- [The task]: What is needed is an exact printout of all the data.

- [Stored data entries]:
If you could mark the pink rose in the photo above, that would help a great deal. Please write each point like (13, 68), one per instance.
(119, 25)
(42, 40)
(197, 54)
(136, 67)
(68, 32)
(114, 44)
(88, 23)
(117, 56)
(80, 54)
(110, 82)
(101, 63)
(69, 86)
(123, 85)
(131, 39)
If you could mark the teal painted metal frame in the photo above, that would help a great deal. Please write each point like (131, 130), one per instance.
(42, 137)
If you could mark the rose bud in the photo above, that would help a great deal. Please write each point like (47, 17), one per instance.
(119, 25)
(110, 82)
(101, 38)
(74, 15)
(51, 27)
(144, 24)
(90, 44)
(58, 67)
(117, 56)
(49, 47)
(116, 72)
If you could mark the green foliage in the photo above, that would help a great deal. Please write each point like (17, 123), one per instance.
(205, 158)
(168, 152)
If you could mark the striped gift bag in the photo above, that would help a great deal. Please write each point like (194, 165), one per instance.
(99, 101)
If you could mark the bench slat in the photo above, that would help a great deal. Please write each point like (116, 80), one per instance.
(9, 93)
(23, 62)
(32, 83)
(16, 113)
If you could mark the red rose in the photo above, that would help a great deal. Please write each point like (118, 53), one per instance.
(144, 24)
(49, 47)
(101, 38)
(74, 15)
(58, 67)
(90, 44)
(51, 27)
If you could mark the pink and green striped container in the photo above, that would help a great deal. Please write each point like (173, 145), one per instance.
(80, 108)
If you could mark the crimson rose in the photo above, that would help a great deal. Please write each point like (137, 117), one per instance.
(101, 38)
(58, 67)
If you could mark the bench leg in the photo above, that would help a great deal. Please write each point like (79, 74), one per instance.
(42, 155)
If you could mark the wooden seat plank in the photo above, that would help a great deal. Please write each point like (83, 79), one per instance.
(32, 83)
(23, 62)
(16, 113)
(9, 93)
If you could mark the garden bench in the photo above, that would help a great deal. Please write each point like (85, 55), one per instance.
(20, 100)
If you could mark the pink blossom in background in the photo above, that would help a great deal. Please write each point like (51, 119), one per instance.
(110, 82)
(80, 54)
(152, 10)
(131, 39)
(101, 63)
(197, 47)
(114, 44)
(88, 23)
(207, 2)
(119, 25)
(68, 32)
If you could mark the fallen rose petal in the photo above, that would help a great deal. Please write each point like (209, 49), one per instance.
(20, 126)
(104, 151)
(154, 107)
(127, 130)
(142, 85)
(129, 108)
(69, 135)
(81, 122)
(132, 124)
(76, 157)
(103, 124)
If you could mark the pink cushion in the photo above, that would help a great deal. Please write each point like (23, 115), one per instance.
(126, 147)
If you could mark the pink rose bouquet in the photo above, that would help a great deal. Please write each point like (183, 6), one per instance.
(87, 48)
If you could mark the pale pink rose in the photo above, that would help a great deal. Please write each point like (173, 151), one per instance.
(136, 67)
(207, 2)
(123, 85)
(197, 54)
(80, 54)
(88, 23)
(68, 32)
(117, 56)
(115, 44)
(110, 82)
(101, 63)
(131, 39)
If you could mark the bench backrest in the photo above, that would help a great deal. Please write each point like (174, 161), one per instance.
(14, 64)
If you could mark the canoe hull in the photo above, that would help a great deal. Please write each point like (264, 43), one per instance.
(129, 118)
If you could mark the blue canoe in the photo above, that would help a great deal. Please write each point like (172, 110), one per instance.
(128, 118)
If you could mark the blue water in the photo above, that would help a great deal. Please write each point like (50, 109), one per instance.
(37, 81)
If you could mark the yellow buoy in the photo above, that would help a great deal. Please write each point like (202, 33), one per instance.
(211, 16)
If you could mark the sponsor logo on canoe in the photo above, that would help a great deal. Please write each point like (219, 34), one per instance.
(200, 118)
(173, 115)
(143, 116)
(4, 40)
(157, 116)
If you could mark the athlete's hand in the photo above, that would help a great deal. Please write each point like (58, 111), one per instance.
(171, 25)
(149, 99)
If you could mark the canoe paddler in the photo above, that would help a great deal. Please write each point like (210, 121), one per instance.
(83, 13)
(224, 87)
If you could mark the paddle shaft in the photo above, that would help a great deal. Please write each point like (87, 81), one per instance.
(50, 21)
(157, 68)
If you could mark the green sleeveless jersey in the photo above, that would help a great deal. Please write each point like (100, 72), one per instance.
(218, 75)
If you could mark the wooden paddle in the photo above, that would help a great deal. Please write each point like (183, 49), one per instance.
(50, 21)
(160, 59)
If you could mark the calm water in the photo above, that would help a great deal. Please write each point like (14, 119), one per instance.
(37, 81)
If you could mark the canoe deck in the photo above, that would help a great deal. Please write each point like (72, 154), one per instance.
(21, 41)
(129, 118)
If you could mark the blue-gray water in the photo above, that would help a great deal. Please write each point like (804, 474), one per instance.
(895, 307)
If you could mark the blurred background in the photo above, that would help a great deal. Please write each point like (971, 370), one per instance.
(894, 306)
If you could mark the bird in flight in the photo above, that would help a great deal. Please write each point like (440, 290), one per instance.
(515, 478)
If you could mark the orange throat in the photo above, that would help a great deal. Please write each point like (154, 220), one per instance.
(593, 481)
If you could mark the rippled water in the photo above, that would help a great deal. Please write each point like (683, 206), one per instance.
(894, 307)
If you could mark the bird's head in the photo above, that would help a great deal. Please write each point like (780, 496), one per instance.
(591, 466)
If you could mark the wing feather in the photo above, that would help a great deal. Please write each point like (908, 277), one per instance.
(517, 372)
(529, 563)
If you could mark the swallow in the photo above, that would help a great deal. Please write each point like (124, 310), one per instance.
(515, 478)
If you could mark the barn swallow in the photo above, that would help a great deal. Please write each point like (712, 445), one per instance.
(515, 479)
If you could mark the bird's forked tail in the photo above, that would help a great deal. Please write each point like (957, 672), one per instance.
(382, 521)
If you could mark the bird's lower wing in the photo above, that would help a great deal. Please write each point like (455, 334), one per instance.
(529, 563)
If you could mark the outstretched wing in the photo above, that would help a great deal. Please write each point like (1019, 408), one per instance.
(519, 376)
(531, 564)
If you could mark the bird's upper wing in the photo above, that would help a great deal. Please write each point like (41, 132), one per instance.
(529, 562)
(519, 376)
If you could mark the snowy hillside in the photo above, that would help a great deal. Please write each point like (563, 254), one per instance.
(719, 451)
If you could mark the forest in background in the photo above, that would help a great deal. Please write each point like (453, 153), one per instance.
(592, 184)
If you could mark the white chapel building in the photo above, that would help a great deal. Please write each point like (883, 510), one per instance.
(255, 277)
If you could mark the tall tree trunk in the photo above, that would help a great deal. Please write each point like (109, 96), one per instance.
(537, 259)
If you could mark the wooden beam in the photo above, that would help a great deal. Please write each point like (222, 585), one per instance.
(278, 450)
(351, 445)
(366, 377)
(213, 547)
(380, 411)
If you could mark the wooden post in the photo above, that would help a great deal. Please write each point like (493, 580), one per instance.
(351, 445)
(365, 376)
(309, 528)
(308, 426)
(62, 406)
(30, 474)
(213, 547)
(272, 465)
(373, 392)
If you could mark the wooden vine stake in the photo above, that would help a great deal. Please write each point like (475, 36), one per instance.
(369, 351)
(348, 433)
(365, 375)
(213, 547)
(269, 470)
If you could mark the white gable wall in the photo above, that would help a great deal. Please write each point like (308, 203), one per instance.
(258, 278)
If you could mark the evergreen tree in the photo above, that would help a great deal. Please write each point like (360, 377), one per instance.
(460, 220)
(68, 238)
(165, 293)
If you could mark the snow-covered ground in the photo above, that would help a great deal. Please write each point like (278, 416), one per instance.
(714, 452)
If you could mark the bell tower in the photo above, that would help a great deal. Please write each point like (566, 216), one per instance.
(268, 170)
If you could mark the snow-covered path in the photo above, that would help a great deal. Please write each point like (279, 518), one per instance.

- [Exercise answer]:
If you could mark the pink rose in the photo above, that would help a great deal. Please write each point like (13, 68), one per instance.
(119, 25)
(42, 40)
(197, 54)
(136, 67)
(68, 32)
(114, 44)
(88, 23)
(117, 56)
(80, 54)
(110, 82)
(101, 63)
(69, 86)
(123, 85)
(131, 39)
If you could mark the teal painted metal frame in the photo above, that would help a great deal. Please write each point like (131, 130), one per instance.
(42, 137)
If you could mark the rose bud in the photo above, that would help a great deal. Please write each point like (47, 17), one per instance.
(119, 25)
(110, 82)
(101, 38)
(74, 15)
(51, 27)
(144, 24)
(90, 44)
(58, 67)
(117, 56)
(49, 47)
(116, 72)
If you could mark the green foliage in the photo above, that would help a great deal. Please write each point like (17, 123), one per instance.
(205, 158)
(168, 152)
If you could mark the striped gift bag in the photo above, that would help a great deal. Please write each point like (194, 165), one per instance.
(99, 101)
If you could mark the bench slat in the photo above, that would help a great deal. Please write each point like (116, 80), one per instance.
(9, 93)
(23, 62)
(32, 83)
(16, 113)
If you could mark the red rose in the photo above, that would help a great deal. Please write each point like (118, 53), one per instance.
(144, 24)
(49, 47)
(101, 38)
(74, 15)
(58, 67)
(90, 44)
(51, 27)
If you could mark the pink and green striped container in the photo above, that would help a great deal. Please write each point like (173, 145), one per instance.
(80, 108)
If you could mark the crimson rose in the photo above, that would help a great deal. Please write each point like (137, 117), one per instance.
(101, 38)
(58, 67)
If you could mark the bench leg in the photo above, that would help a great deal. Please write each point like (79, 74), one per instance.
(42, 155)
If you could mark the wooden seat plank in the photo above, that would help a great deal. Please write each point like (83, 79), one per instance.
(32, 83)
(23, 62)
(16, 113)
(9, 93)
If you could mark the garden bench in the photo above, that would help a great deal. Please write each point like (85, 55), one per instance.
(20, 100)
If you could mark the pink blossom in background in the photo above, that would help a great deal. Please write each point like (51, 119), one per instance.
(110, 82)
(80, 54)
(152, 10)
(131, 39)
(101, 63)
(197, 47)
(114, 44)
(88, 23)
(207, 2)
(119, 25)
(68, 32)
If you could mark the fallen rose petal in the photo above, that would help a great deal. Please write each point like (209, 49), one per instance.
(20, 126)
(104, 151)
(154, 107)
(127, 130)
(142, 85)
(129, 108)
(69, 135)
(81, 122)
(132, 124)
(76, 157)
(103, 124)
If you could mark the pink cushion in the photo above, that would help a great deal. Please write each point like (23, 115), one per instance.
(126, 147)
If you could mark the pink rose bouquet in the photo above, that would help a great deal. Please write each point like (183, 6), one per instance.
(87, 48)
If you could mark the pale pink rose in the photo above, that would help a great deal. Please write each point like (173, 151), one per instance.
(136, 67)
(207, 2)
(123, 85)
(197, 54)
(80, 54)
(88, 23)
(68, 32)
(117, 56)
(115, 44)
(110, 82)
(101, 63)
(131, 39)
If you could mark the bench backrest in the photo above, that would help a great deal. Please write each point like (174, 161), one per instance.
(14, 64)
If you could mark the canoe hull in the photo above, that would help a great deal. Please write each point like (264, 43), one per instance.
(129, 118)
If you could mark the blue canoe in the photo above, that would help a great deal. Please write each point like (172, 110), one per instance.
(128, 118)
If you could mark the blue water in the photo above, that would help a great deal. Please write each point like (50, 109), one per instance.
(37, 81)
If you could mark the yellow buoy in the photo above, that would help a great deal. Please write each point like (202, 33), one per instance.
(211, 16)
If you could mark the sponsor logo on canoe in the photo above, that would help a great deal. Please write each point like (219, 34), one per instance.
(200, 118)
(173, 115)
(143, 116)
(4, 40)
(157, 116)
If you could mark the athlete's hand in the photo above, that would help a great deal. Please write each point like (58, 111), one per instance.
(171, 25)
(149, 99)
If you could mark the canoe paddler in the photo above, that would help a great deal. Please write each point like (210, 121), one per instance.
(83, 13)
(224, 87)
If you could mark the paddle shaft in the photo above, that would help a great deal. Please write each point like (87, 81), one per instance.
(50, 21)
(157, 68)
If you could mark the green sleeveless jersey in the photo above, that would help a great deal. Please write each point like (100, 72), one per instance.
(218, 75)
If you could mark the wooden paddle in the photo above, that would help a great deal. Please write each point like (183, 49), one per instance.
(50, 21)
(160, 59)
If you could mark the calm water in the photo above, that would help a great deal. Please write each point like (14, 119), one per instance.
(37, 81)
If you could mark the canoe deck in the photo above, that would help a great deal. Please write each point like (72, 154), one per instance.
(21, 41)
(129, 118)
If you could mark the blue-gray water in the photo above, that would help a great deal. Please write each point like (804, 474), one per instance.
(895, 307)
If you could mark the blurred background in the photo above, that would help a great deal. Please write each point like (971, 370), one per instance.
(894, 306)
If you could mark the bird in flight in the photo above, that would help a great deal. Please write each point like (440, 290), one per instance.
(515, 478)
If you could mark the orange throat in the photo above, that would help a great deal. Please write each point like (154, 220), one per instance.
(593, 481)
If you could mark the rippled water in the photo above, that would help a great deal. Please write each point like (683, 206), one per instance.
(894, 307)
If you could mark the bird's head in the photo above, that would help a great deal. Please write each point like (780, 496), one per instance.
(591, 466)
If you could mark the wing feather in the photo above, that would help a great deal. Please write each point like (908, 277), one per instance.
(517, 372)
(529, 563)
If you could mark the swallow in the photo above, that would help a great deal. Please write each point like (124, 310), one per instance.
(515, 478)
If you could mark the barn swallow in the photo above, that would help a great deal. Please write each point like (712, 445), one per instance.
(515, 479)
If you could mark the bird's forked tail in the photo above, that would help a great deal. Please write each point like (957, 672), one per instance.
(382, 521)
If you could mark the bird's lower wing in the photo above, that would help a great deal. Please write each point like (455, 334), one per instance.
(529, 563)
If you could mark the outstretched wing in the photo above, that would help a great deal. Please write each point like (1019, 408), one per instance.
(519, 376)
(531, 564)
If you could mark the bird's upper wing in the photo above, that would help a great deal. Please write each point like (41, 132), one per instance.
(529, 562)
(519, 376)
If you could mark the snowy hillside in the photo above, that would help a great deal. Please write each point like (563, 254), one per instance.
(719, 451)
If you could mark the forest in background in the photo above, that would help a great deal. Please write each point like (453, 153), one per instance.
(592, 184)
If you could mark the white chapel building in the photo above, that would help a great deal. Please write each point like (883, 510), one per instance.
(255, 277)
If you could mark the tall tree trunk in the photo above, that would help a great deal. Please write each point like (109, 96), one per instance.
(537, 259)
If you could mark the wooden beam in the photo above, that would help a great deal. Please write each point like (222, 585), one per instance.
(278, 450)
(351, 445)
(366, 377)
(213, 547)
(380, 411)
If you could mark the wooden post in the photo above, that would help a great deal. Please write each point like (493, 580), one per instance.
(351, 445)
(365, 376)
(309, 528)
(308, 426)
(62, 406)
(30, 474)
(213, 547)
(272, 465)
(373, 392)
If you could mark the wooden vine stake in the photo above, that would help a great deal. Please write each point like (475, 36), one per instance.
(369, 351)
(348, 433)
(365, 375)
(213, 547)
(269, 470)
If you could mark the white gable wall in the photo above, that would help a great deal. Please write each point like (308, 203), one per instance.
(258, 278)
If you could mark the evergreen tree in the photo above, that would help a great deal. Please write each point like (360, 377), one per instance.
(460, 220)
(68, 238)
(165, 293)
If you could mark the snow-covered ground in the photo above, that would help a great deal. Please write each point like (278, 416), one per instance.
(714, 452)
If you could mark the bell tower in the photo above, that would help a great deal. Please write each point like (566, 216), one per instance.
(268, 170)
If you could mark the snow-covered path in the photo above, that would help a great deal. Please write each point like (279, 518), one per instance.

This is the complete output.